Stored data →
________________________________________
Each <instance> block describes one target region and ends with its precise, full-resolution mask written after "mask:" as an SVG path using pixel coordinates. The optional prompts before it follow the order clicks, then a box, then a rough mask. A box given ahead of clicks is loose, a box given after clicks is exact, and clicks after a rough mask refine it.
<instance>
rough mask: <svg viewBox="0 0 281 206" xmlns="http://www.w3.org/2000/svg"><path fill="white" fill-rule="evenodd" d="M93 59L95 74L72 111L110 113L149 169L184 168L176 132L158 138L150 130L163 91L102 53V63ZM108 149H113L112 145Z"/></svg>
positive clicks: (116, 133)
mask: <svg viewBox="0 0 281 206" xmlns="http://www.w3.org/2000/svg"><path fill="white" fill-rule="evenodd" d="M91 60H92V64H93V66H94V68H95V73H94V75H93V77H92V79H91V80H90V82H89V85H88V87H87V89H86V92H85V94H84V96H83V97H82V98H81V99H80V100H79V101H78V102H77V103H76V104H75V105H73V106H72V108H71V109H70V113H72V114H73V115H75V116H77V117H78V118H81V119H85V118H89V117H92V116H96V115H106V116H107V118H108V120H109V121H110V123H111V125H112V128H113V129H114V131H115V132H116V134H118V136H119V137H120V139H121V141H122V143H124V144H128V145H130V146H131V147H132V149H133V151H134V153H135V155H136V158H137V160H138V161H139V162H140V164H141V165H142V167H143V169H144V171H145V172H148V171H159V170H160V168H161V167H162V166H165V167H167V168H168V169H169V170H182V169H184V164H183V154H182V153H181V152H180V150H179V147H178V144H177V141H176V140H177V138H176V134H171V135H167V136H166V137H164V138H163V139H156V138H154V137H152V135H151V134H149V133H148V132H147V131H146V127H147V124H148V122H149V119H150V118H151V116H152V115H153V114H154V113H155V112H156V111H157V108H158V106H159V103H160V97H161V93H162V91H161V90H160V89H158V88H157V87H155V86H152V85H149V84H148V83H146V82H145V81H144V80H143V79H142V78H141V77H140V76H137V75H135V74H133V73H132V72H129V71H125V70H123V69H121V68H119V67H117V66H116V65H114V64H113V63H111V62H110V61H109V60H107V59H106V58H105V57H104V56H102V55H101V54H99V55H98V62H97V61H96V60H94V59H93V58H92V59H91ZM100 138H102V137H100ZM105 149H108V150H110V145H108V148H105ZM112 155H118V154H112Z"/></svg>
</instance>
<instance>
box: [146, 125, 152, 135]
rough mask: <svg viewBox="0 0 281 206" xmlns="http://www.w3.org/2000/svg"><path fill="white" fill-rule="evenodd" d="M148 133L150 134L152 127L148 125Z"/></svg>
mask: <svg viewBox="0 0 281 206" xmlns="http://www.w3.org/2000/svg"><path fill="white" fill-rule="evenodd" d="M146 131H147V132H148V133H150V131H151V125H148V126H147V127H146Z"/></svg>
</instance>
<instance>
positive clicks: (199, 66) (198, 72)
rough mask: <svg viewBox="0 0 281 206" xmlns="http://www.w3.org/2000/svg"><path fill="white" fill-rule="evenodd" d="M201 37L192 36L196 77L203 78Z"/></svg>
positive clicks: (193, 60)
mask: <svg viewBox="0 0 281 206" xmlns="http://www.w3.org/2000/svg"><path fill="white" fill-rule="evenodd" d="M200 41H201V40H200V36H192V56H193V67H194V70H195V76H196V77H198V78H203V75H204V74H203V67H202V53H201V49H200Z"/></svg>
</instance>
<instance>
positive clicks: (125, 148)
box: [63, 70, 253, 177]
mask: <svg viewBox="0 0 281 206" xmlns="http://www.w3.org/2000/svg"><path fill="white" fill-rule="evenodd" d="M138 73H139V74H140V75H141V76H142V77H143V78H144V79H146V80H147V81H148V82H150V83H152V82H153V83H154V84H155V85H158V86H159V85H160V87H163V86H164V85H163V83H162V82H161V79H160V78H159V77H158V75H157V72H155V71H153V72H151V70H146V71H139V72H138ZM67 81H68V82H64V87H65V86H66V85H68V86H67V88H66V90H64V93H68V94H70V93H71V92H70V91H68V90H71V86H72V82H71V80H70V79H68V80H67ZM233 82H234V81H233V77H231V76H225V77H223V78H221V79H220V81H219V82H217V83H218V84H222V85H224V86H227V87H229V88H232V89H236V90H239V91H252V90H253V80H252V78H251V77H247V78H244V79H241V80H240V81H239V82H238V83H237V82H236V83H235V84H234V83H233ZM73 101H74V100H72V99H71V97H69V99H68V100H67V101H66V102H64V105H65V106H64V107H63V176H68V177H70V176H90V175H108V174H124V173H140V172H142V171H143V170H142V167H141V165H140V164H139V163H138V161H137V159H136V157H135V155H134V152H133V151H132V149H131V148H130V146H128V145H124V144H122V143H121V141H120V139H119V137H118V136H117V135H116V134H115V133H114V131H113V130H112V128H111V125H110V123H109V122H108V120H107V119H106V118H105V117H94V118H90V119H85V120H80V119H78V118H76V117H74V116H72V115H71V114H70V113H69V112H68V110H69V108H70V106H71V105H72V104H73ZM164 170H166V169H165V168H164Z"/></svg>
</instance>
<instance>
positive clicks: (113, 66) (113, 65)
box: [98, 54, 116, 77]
________________________________________
Exercise brief →
Type the data again exactly. Leave nothing out.

Output for this exercise →
Each <instance> block describes one target region and ends with its precise, full-resolution mask written after "mask:" as an SVG path using pixel coordinates. The optional prompts before it follow the order clicks, then a box, then a rough mask. A box given ahead of clicks is loose, a box given after clicks is exact, and clicks after a rough mask refine it.
<instance>
rough mask: <svg viewBox="0 0 281 206" xmlns="http://www.w3.org/2000/svg"><path fill="white" fill-rule="evenodd" d="M93 59L95 74L72 111L110 113L149 169L184 168L176 132L158 138L150 130L163 91L102 53V63ZM108 149H113L112 145Z"/></svg>
positive clicks: (116, 133)
mask: <svg viewBox="0 0 281 206" xmlns="http://www.w3.org/2000/svg"><path fill="white" fill-rule="evenodd" d="M91 60H92V64H93V66H94V68H95V73H94V75H93V77H92V79H91V80H90V82H89V85H88V87H87V89H86V92H85V94H84V96H83V97H82V98H81V99H80V100H79V101H78V102H77V103H76V104H75V105H73V106H72V108H71V109H70V113H72V114H73V115H75V116H77V117H78V118H81V119H85V118H89V117H92V116H96V115H106V116H107V118H108V120H109V121H110V123H111V125H112V128H113V129H114V131H115V132H116V134H118V136H119V137H120V139H121V141H122V143H124V144H128V145H130V146H131V147H132V149H133V151H134V153H135V155H136V158H137V160H138V161H139V162H140V164H141V165H142V167H143V169H144V171H145V172H148V171H159V170H160V168H161V167H162V166H165V167H167V168H168V169H169V170H182V169H184V164H183V154H182V153H181V152H180V150H179V147H178V144H177V141H176V140H177V138H176V134H171V135H167V136H166V137H164V138H163V139H156V138H154V137H152V135H151V134H149V133H148V132H147V131H146V127H147V124H148V122H149V119H150V118H151V116H152V115H153V114H154V113H155V112H156V111H157V108H158V106H159V103H160V97H161V93H162V91H161V90H160V89H158V88H157V87H155V86H152V85H149V84H148V83H146V82H145V81H144V80H143V79H142V78H141V77H140V76H137V75H135V74H133V73H132V72H129V71H125V70H123V69H121V68H119V67H117V66H116V65H114V64H113V63H111V62H110V61H109V60H107V59H106V58H105V57H104V56H102V55H101V54H99V55H98V62H97V61H96V60H94V59H93V58H92V59H91ZM100 138H102V137H100ZM105 149H108V150H110V145H108V148H105ZM112 155H118V154H112Z"/></svg>
</instance>
<instance>
box: [146, 125, 152, 135]
rough mask: <svg viewBox="0 0 281 206" xmlns="http://www.w3.org/2000/svg"><path fill="white" fill-rule="evenodd" d="M148 133L150 134L152 127L148 125Z"/></svg>
mask: <svg viewBox="0 0 281 206" xmlns="http://www.w3.org/2000/svg"><path fill="white" fill-rule="evenodd" d="M146 131H147V132H148V133H150V131H151V125H148V126H147V127H146Z"/></svg>
</instance>
<instance>
positive clicks: (199, 66) (198, 72)
rough mask: <svg viewBox="0 0 281 206" xmlns="http://www.w3.org/2000/svg"><path fill="white" fill-rule="evenodd" d="M201 37L192 36L196 77L203 78Z"/></svg>
positive clicks: (193, 60)
mask: <svg viewBox="0 0 281 206" xmlns="http://www.w3.org/2000/svg"><path fill="white" fill-rule="evenodd" d="M200 41H201V40H200V36H192V56H193V67H194V70H195V76H196V77H198V78H203V75H204V74H203V67H202V53H201V49H200Z"/></svg>
</instance>
<instance>
positive clicks: (125, 148)
box: [63, 70, 253, 177]
mask: <svg viewBox="0 0 281 206" xmlns="http://www.w3.org/2000/svg"><path fill="white" fill-rule="evenodd" d="M138 73H139V74H140V75H141V76H142V77H143V78H144V79H146V80H147V81H148V82H150V83H152V82H153V83H154V84H155V85H158V86H159V85H160V87H163V86H164V85H163V83H162V82H161V79H160V78H159V77H158V75H157V72H155V71H153V72H151V70H146V71H139V72H138ZM67 81H68V82H64V87H65V86H66V85H68V86H67V88H66V90H64V93H68V94H70V93H71V92H70V91H68V90H71V86H72V82H71V80H70V79H68V80H67ZM233 82H234V81H233V77H231V76H225V77H223V78H221V79H220V81H219V82H217V83H218V84H222V85H224V86H227V87H229V88H232V89H236V90H239V91H252V90H253V80H252V78H251V77H247V78H244V79H241V80H240V81H239V82H238V83H237V82H236V83H235V84H234V83H233ZM73 101H74V100H72V99H71V97H69V99H68V100H67V101H66V102H64V105H65V106H64V107H63V176H68V177H70V176H90V175H108V174H124V173H140V172H142V171H143V170H142V167H141V165H140V164H139V163H138V161H137V159H136V157H135V155H134V152H133V151H132V149H131V148H130V146H128V145H124V144H122V143H121V141H120V139H119V137H118V136H117V135H116V134H115V133H114V131H113V130H112V128H111V125H110V123H109V122H108V120H107V119H106V118H105V117H94V118H90V119H85V120H80V119H78V118H76V117H74V116H72V115H71V114H70V113H69V112H68V110H69V108H70V106H71V105H72V104H73ZM164 170H166V169H165V168H164Z"/></svg>
</instance>
<instance>
positive clicks: (113, 66) (113, 65)
box: [98, 54, 116, 77]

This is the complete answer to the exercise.